> [EXERCISE DESCRIPTION]:
Please arrange the items below as a numbered list, leaving out any blank lines.

......

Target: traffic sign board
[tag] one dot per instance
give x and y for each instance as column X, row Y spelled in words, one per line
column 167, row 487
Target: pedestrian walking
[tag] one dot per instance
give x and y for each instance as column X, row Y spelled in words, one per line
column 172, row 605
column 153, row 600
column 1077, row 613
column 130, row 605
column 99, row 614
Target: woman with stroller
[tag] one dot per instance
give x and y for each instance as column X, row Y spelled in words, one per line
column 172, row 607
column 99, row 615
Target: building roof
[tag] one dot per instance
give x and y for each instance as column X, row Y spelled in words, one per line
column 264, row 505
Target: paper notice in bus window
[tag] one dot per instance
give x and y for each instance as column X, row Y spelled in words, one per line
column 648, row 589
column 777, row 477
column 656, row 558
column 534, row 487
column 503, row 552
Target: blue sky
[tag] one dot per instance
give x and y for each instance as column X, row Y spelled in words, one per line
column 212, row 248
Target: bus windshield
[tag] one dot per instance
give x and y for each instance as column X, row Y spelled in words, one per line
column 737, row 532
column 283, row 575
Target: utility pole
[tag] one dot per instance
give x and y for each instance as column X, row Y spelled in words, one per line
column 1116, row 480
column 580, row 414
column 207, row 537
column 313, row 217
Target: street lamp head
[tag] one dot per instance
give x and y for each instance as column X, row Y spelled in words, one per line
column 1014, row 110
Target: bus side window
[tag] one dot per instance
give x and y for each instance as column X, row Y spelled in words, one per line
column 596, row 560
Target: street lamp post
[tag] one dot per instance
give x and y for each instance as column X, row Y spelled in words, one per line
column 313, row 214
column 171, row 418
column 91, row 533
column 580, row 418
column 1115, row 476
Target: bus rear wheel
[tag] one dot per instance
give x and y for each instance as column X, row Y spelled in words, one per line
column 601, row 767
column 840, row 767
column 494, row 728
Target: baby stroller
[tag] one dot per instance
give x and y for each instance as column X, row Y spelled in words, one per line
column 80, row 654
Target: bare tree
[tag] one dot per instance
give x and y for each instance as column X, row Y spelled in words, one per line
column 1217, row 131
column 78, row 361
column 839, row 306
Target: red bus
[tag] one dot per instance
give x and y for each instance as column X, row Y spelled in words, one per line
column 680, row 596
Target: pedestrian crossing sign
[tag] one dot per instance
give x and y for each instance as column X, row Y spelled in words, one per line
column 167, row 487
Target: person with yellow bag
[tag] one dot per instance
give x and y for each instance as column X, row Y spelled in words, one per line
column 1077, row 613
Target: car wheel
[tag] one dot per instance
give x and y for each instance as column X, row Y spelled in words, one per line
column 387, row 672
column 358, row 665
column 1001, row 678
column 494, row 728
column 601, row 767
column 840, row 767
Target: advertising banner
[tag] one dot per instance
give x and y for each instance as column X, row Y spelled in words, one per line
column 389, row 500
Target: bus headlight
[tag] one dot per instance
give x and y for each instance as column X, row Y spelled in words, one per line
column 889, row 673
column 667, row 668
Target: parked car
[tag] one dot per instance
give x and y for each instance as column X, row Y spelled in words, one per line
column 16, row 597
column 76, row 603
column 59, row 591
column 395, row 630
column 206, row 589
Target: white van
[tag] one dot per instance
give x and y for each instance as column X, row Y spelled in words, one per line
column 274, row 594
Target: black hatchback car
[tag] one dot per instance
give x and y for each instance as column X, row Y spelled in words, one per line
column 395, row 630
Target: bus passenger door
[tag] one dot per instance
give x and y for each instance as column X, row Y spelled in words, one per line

......

> [RESPONSE]:
1. Target: traffic sign board
2. [tag] one dot per instance
3. give x and y for each instance as column X, row Y spelled in words, one per line
4. column 167, row 487
5. Target: pedestrian walking
6. [tag] one dot per instance
7. give x and y for each instance as column X, row Y spelled in words, one per line
8. column 172, row 605
9. column 153, row 600
10. column 1077, row 613
11. column 130, row 605
12. column 99, row 614
13. Target: woman with stroller
14. [tag] one dot per instance
15. give x and y for each instance as column X, row Y spelled in words, one per line
16. column 172, row 607
17. column 99, row 615
18. Target: building roof
19. [tag] one dot per instance
20. give x and y for each instance as column X, row Y spelled in words, one per line
21. column 264, row 505
22. Target: paper notice in bus window
23. [tag] one dot per instance
24. give x and y for each instance as column X, row Y spelled in words, one per line
25. column 648, row 589
26. column 777, row 477
27. column 656, row 558
28. column 534, row 487
29. column 503, row 552
30. Target: blue sky
31. [tag] one dot per instance
32. give x and y for each instance as column X, row Y spelled in words, one per line
33. column 212, row 248
34. Target: bus windshield
35. [tag] one dot per instance
36. give x and y for each instance as column X, row Y spelled in words, one per line
37. column 737, row 532
38. column 283, row 575
39. Target: utility pole
40. [tag] one dot per instance
41. give x and y for each instance as column X, row Y spelled in words, one per line
42. column 1116, row 480
43. column 580, row 414
44. column 207, row 537
45. column 313, row 217
46. Target: street lamp head
47. [tag] one dot per instance
48. give x and y for each instance as column X, row Y spelled in words, one per line
49. column 1014, row 110
50. Target: bus side window
51. [tag] one dot per instance
52. give x and y for each instance as column X, row Y spelled in words, one per line
53. column 596, row 560
54. Target: street lamp post
55. [tag] one dot per instance
56. give x and y for each instance as column X, row Y spelled in words, one per line
57. column 313, row 214
58. column 171, row 418
59. column 91, row 533
60. column 580, row 418
61. column 1115, row 476
62. Target: bus rear wheel
63. [tag] one dot per instance
64. give x and y for each instance as column X, row Y spelled in words, one per line
65. column 601, row 767
66. column 840, row 767
67. column 494, row 728
68. Target: baby stroller
69. [tag] one dot per instance
70. give x and y for each instance as column X, row Y spelled in words, one per line
71. column 80, row 654
72. Target: bare tree
73. [tag] one dot per instance
74. give x and y for each instance as column X, row Y spelled in words, one per line
75. column 1217, row 131
76. column 78, row 361
77. column 839, row 306
78. Target: red bus
79. [tag] one dot per instance
80. give x and y for each instance as column X, row Y spelled in words, one per line
81. column 680, row 596
82. Target: pedestrian crossing sign
83. [tag] one dot per instance
84. give x and y for each instance as column X, row Y spelled in words, one per line
85. column 167, row 487
86. Target: person with yellow bag
87. [tag] one dot per instance
88. give x and y for each instance as column X, row Y spelled in words, one per line
89. column 1077, row 613
90. Target: car wheel
91. [tag] one dot per instance
92. give x and y for each instance as column X, row Y spelled in words, one per line
93. column 387, row 672
94. column 358, row 665
95. column 1001, row 678
96. column 494, row 728
97. column 601, row 767
98. column 840, row 767
99. Target: advertising banner
100. [tag] one dot per instance
101. give x and y for each instance as column X, row Y spelled in words, one per line
102. column 389, row 500
103. Target: bus headlight
104. [tag] one dot per instance
105. give x and y for each instance as column X, row Y spelled in words, one per line
106. column 889, row 673
107. column 667, row 668
108. Target: parked car
109. [tag] one dot per instance
110. give x and y for each instance as column X, row Y spelled in words, one per line
111. column 16, row 597
112. column 76, row 603
113. column 59, row 591
114. column 395, row 630
115. column 206, row 589
116. Target: white van
117. [tag] one dot per instance
118. give x and y for each instance as column X, row Y spelled in words, one per line
119. column 274, row 594
120. Target: black hatchback car
121. [tag] one dot per instance
122. give x and y for each instance as column X, row Y spelled in words, one per line
123. column 395, row 630
124. Target: bus passenger door
125. [tag] one dot per instance
126. give x and y for each instance as column X, row Y spelled in words, one per line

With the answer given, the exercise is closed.